(What is needed) Scan the material below for every line with the string "blue", and copy those lines.

(Data in this exercise)
++++++++++

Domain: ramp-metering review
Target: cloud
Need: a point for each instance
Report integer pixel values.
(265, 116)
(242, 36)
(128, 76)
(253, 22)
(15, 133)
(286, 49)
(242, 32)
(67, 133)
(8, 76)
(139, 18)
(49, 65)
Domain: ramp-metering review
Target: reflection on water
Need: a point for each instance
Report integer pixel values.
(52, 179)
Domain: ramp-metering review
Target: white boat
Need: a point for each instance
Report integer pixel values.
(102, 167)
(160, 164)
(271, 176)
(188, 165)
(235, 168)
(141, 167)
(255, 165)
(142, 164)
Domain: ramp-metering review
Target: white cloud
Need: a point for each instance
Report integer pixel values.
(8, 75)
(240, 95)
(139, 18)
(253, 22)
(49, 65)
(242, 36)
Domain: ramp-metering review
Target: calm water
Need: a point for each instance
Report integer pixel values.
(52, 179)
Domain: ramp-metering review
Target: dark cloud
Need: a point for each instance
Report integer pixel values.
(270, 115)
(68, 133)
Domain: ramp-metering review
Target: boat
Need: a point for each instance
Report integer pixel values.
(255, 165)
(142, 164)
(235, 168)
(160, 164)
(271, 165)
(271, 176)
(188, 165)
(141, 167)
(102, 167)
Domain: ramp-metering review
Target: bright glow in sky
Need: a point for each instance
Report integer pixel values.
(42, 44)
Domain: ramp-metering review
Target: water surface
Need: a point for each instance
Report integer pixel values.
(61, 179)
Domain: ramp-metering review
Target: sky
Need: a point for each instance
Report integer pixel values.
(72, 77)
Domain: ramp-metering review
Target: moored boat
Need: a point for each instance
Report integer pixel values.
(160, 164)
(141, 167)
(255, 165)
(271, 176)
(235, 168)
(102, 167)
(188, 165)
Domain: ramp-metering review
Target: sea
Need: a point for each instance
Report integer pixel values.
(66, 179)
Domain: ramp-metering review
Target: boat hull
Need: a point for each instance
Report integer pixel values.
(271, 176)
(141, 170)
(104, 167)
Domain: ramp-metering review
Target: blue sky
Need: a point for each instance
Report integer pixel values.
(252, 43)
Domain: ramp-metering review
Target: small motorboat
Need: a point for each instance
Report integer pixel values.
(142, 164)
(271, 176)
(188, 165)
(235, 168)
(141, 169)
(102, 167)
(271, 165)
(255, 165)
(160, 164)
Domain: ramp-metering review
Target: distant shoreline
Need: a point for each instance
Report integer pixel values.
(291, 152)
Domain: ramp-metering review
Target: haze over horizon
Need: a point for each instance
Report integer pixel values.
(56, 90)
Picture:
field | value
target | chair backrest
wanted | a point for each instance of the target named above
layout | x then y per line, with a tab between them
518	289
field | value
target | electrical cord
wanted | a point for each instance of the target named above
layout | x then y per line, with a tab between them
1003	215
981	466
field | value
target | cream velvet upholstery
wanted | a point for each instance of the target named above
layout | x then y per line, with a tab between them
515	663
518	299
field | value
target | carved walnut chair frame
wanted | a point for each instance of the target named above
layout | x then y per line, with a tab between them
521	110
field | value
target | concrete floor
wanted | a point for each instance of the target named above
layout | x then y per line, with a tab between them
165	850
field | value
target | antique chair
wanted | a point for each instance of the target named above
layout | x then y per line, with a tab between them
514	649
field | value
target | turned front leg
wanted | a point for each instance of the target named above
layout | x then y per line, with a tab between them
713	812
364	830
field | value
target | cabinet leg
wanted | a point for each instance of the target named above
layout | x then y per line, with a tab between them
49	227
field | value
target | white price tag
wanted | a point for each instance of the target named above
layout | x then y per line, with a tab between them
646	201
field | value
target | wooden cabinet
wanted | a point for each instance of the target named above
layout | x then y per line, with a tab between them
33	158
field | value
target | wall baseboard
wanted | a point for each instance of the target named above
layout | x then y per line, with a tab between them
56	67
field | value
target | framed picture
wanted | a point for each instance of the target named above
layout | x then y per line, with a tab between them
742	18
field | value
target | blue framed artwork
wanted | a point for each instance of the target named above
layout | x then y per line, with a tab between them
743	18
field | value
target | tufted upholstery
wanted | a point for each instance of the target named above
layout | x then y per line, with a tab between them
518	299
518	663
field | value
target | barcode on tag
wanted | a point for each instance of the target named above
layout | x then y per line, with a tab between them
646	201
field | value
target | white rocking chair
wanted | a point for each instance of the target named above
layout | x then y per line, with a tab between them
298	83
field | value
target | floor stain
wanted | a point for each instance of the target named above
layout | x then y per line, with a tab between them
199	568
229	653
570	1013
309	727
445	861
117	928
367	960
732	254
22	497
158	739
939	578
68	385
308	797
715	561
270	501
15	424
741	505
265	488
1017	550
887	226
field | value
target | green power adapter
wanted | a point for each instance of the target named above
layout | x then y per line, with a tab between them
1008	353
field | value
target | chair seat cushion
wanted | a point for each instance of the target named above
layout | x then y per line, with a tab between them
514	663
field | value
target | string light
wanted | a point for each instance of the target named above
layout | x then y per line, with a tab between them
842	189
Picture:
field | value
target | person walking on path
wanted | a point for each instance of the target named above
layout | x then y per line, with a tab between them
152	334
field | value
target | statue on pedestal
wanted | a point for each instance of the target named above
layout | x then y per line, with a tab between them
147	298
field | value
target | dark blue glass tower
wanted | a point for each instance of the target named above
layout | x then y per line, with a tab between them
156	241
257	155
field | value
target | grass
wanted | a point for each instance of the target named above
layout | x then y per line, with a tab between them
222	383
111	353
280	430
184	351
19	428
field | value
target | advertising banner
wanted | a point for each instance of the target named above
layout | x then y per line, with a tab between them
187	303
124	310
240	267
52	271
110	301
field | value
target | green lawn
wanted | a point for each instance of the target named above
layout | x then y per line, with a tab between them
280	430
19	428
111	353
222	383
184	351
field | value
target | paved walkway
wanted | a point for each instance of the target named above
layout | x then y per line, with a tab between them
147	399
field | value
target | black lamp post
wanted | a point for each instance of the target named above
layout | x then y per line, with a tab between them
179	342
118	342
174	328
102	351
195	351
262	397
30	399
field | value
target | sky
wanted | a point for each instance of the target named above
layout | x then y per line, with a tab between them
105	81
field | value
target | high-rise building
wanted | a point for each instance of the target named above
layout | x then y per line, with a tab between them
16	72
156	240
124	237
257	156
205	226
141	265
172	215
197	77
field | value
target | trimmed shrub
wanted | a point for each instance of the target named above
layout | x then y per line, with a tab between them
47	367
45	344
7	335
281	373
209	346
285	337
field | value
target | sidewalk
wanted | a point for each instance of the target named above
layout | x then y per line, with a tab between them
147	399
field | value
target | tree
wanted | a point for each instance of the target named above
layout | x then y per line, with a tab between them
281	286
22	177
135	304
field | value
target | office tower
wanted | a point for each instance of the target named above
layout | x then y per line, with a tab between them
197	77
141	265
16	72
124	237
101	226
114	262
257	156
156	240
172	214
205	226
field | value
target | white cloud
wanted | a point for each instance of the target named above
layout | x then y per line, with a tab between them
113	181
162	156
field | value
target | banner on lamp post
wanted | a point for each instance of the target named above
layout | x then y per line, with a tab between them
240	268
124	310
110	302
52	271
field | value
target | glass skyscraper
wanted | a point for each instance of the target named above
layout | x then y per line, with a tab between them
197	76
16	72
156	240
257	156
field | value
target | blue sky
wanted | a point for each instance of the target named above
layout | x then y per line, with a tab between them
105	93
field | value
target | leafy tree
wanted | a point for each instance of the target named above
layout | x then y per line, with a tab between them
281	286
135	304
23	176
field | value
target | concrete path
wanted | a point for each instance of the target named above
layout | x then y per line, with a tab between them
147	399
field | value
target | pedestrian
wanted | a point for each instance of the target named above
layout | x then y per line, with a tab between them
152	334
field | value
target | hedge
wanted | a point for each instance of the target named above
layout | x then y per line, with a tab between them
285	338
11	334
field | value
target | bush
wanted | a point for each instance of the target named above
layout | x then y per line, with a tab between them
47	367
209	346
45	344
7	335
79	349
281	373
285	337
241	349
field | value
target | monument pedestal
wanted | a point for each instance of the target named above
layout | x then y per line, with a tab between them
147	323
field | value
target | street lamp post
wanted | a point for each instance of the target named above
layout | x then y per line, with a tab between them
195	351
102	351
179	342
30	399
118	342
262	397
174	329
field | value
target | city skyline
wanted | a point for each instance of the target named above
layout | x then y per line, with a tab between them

++++++++++

(Solution to the problem)
Target: blue sky
target | blue framed artwork
target | dark blue glass tower
target | blue sky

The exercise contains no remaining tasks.